■ **PROBLEM TO WORK ON**:
Task for the records below: copy exactly from the first line on, stopping once the line with "Identify the tree line" is copied, and leave out the pictures.

■ **EXTRACTED ENTRIES**:

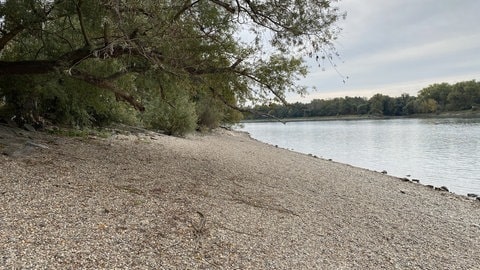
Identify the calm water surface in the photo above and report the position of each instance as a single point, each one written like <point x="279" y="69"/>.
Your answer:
<point x="439" y="152"/>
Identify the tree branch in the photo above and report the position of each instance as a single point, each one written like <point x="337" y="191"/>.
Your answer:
<point x="82" y="25"/>
<point x="106" y="84"/>
<point x="217" y="95"/>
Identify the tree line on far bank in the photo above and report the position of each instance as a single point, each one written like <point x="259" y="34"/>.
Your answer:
<point x="435" y="98"/>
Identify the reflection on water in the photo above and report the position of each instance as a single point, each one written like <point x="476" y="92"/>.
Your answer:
<point x="440" y="152"/>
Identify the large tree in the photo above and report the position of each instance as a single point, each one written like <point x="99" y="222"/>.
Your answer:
<point x="233" y="50"/>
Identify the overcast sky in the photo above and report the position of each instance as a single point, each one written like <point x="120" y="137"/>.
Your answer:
<point x="400" y="46"/>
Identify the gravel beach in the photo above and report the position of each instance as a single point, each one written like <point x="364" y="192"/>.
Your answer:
<point x="218" y="201"/>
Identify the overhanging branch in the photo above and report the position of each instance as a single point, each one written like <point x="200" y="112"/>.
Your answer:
<point x="108" y="85"/>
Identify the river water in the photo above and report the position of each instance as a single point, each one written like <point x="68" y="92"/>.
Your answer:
<point x="438" y="152"/>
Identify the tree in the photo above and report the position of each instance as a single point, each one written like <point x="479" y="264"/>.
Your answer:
<point x="437" y="92"/>
<point x="141" y="51"/>
<point x="464" y="95"/>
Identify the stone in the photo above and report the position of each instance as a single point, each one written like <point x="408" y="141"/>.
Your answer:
<point x="444" y="188"/>
<point x="29" y="127"/>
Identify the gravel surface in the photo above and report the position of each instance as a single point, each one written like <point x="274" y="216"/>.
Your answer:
<point x="219" y="201"/>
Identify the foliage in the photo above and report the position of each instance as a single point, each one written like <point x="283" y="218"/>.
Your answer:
<point x="77" y="58"/>
<point x="432" y="99"/>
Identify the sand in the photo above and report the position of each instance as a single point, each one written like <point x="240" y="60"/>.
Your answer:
<point x="218" y="201"/>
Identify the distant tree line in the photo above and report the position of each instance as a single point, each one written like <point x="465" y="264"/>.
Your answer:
<point x="435" y="98"/>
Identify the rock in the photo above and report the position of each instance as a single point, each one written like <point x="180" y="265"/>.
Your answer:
<point x="444" y="188"/>
<point x="30" y="143"/>
<point x="29" y="127"/>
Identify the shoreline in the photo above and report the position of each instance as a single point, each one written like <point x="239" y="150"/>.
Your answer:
<point x="220" y="201"/>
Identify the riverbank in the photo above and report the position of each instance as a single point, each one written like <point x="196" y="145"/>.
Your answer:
<point x="219" y="201"/>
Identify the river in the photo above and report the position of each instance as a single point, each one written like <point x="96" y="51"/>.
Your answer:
<point x="438" y="152"/>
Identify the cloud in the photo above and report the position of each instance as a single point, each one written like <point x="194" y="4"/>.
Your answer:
<point x="401" y="46"/>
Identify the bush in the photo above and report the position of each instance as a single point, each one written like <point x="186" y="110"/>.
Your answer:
<point x="175" y="116"/>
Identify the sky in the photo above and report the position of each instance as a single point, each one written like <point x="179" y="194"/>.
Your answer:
<point x="399" y="46"/>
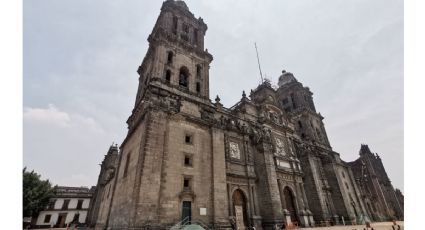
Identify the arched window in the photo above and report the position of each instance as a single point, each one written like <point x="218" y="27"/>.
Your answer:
<point x="300" y="125"/>
<point x="168" y="76"/>
<point x="170" y="57"/>
<point x="198" y="70"/>
<point x="198" y="87"/>
<point x="184" y="77"/>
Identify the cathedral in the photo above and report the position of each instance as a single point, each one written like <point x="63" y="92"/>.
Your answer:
<point x="263" y="162"/>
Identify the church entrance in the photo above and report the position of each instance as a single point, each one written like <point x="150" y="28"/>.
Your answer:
<point x="290" y="204"/>
<point x="61" y="220"/>
<point x="187" y="211"/>
<point x="239" y="204"/>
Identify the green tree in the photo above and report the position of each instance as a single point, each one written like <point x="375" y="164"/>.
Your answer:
<point x="36" y="193"/>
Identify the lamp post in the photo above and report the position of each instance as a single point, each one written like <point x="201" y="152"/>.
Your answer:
<point x="362" y="181"/>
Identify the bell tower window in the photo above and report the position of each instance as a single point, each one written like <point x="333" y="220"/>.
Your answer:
<point x="198" y="71"/>
<point x="175" y="23"/>
<point x="168" y="76"/>
<point x="184" y="77"/>
<point x="198" y="87"/>
<point x="170" y="57"/>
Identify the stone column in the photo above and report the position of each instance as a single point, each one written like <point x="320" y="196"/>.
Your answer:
<point x="270" y="205"/>
<point x="218" y="164"/>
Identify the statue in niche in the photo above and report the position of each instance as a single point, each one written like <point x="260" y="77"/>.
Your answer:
<point x="280" y="147"/>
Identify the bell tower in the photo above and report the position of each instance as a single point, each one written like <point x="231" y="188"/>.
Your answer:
<point x="176" y="60"/>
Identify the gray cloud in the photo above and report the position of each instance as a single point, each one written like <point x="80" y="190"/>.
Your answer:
<point x="82" y="57"/>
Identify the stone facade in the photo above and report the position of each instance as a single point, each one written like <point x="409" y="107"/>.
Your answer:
<point x="265" y="161"/>
<point x="68" y="207"/>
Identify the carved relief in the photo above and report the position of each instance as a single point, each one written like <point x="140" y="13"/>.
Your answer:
<point x="280" y="147"/>
<point x="234" y="150"/>
<point x="283" y="164"/>
<point x="108" y="175"/>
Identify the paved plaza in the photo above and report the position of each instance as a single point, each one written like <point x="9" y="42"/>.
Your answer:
<point x="375" y="226"/>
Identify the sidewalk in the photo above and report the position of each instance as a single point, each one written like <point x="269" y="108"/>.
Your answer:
<point x="375" y="226"/>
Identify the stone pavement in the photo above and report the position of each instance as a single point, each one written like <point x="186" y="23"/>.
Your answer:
<point x="375" y="226"/>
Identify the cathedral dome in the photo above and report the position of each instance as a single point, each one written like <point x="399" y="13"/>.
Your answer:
<point x="286" y="78"/>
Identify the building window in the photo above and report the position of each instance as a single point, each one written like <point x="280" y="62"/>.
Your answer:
<point x="198" y="87"/>
<point x="76" y="218"/>
<point x="170" y="57"/>
<point x="65" y="204"/>
<point x="195" y="36"/>
<point x="184" y="77"/>
<point x="175" y="24"/>
<point x="127" y="162"/>
<point x="300" y="124"/>
<point x="187" y="183"/>
<point x="47" y="218"/>
<point x="51" y="204"/>
<point x="188" y="139"/>
<point x="293" y="101"/>
<point x="186" y="28"/>
<point x="188" y="161"/>
<point x="80" y="204"/>
<point x="185" y="34"/>
<point x="168" y="76"/>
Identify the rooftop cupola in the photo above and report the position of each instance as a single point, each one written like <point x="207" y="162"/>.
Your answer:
<point x="286" y="78"/>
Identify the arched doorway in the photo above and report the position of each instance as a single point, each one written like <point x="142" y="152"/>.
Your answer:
<point x="184" y="77"/>
<point x="239" y="208"/>
<point x="290" y="204"/>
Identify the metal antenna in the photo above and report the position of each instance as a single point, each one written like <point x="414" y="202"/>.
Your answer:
<point x="259" y="66"/>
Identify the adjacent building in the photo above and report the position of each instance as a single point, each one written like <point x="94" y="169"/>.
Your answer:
<point x="266" y="160"/>
<point x="69" y="205"/>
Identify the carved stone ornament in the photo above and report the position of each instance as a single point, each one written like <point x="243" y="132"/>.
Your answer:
<point x="109" y="174"/>
<point x="234" y="150"/>
<point x="280" y="147"/>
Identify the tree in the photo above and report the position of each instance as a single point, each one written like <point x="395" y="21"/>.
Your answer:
<point x="36" y="193"/>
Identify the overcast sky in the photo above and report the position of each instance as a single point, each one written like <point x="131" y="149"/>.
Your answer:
<point x="81" y="57"/>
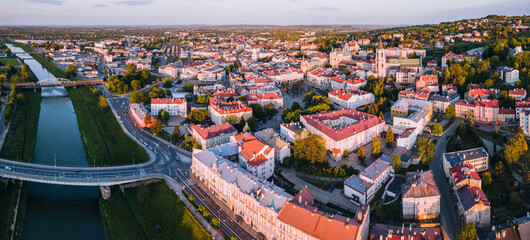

■ **EXPECTED OUTPUT**:
Identify the calm water surface in the photo above and report the position of each instance as a single point, each one written like <point x="279" y="69"/>.
Your answer:
<point x="439" y="152"/>
Identify the tree branch in the photo above and report the position of each instance as a single point, each one written like <point x="337" y="191"/>.
Your answer:
<point x="82" y="25"/>
<point x="106" y="84"/>
<point x="217" y="95"/>
Identify the tree line on far bank in the photo above and report the position of each instance as a single point, each one written like <point x="259" y="34"/>.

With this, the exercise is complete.